TASK LIST:
#1 Repeat word for word the stretch of the exposed die packaging passage starting at "Exposed die packaging, where" and ending at "of the semiconductor die.".
#2 Which kinds of semiconductor die does the exposed die packaging passage give as examples? List each one.
#3 Condense the paragraph of the exposed die packaging passage that opens with "Where the conductive layer comprises Cu pillar bumps" into a shorter version that keeps its main facts.

Aspects relate to exposed die mold underfill (MUF) with fine pitch copper (Cu) pillar assembly and bump density.
Semiconductor device fabrication is the process used to create the integrated circuits that are present in everyday electrical and electronic devices. It is a multiple-step sequence of photo lithographic and chemical processing steps during which electronic circuits are gradually created on a wafer made of pure semiconducting material.
Exposed die packaging, where the backside of a semiconductor die (e.g., an integrated circuit (IC), a digital signal processor (DSP), an application specific integrated circuit (ASIC), a field programmable gate array (FPGA), or other programmable logic device) is exposed rather than covered by an encapsulant (as in overmold packaging), is a popular solution for packaging semiconductor dies, as it provides greater thermal dissipation and a lower profile than overmold packaging. An exposed die package generally includes an insulating layer, a conductive layer (e.g., copper (Cu) pillar bumps or solder bumps) that forms the input/output (I/O) connections of the semiconductor die, and package balls. An encapsulant, or molding compound, is deposited over the semiconductor die. Vias in the insulating layer connect the package balls to the conductive layer of the semiconductor die.
Where the conductive layer comprises Cu pillar bumps, before the encapsulant is molded onto the exposed die package, the conductive layer is protected using the capillary underfill (CUF) process. This protection is important because the exposed die molding process imparts physical stress on the semiconductor die, and thus the Cu pillar bumps of the conductive layer, through the act of molding itself. For example, the clamping and transfer pressures involved in the molding process can damage the Cu pillar bumps. The act of protecting the conductive layer prior to molding shields the conductive layer from the stresses imposed on it during the exposed die molding process.

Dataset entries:
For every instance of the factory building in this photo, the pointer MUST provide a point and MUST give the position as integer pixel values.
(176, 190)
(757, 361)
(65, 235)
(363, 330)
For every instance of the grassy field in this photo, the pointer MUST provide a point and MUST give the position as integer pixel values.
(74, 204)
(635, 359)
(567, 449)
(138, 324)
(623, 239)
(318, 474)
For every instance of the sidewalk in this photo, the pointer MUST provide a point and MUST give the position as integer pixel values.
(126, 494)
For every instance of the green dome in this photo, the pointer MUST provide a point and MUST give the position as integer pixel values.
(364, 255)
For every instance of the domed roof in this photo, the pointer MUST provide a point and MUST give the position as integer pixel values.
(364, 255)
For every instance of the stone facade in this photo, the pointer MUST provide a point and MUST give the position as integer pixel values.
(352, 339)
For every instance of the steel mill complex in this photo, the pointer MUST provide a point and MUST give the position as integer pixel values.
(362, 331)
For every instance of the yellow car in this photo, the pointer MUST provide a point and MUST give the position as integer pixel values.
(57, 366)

EXPECTED OUTPUTS:
#1
Exposed die packaging, where the backside of a semiconductor die (e.g., an integrated circuit (IC), a digital signal processor (DSP), an application specific integrated circuit (ASIC), a field programmable gate array (FPGA), or other programmable logic device) is exposed rather than covered by an encapsulant (as in overmold packaging), is a popular solution for packaging semiconductor dies, as it provides greater thermal dissipation and a lower profile than overmold packaging. An exposed die package generally includes an insulating layer, a conductive layer (e.g., copper (Cu) pillar bumps or solder bumps) that forms the input/output (I/O) connections of the semiconductor die, and package balls. An encapsulant, or molding compound, is deposited over the semiconductor die. Vias in the insulating layer connect the package balls to the conductive layer of the semiconductor die.

#2
- integrated circuit (IC)
- digital signal processor (DSP)
- application specific integrated circuit (ASIC)
- field programmable gate array (FPGA)
- other programmable logic device

#3 When the conductive layer uses Cu pillar bumps, the capillary underfill (CUF) process protects it before the encapsulant is molded onto the exposed die package. Molding puts physical stress on the die and its Cu pillar bumps. For example, clamping and transfer pressures can damage the bumps. Protecting the layer beforehand shields it from these stresses.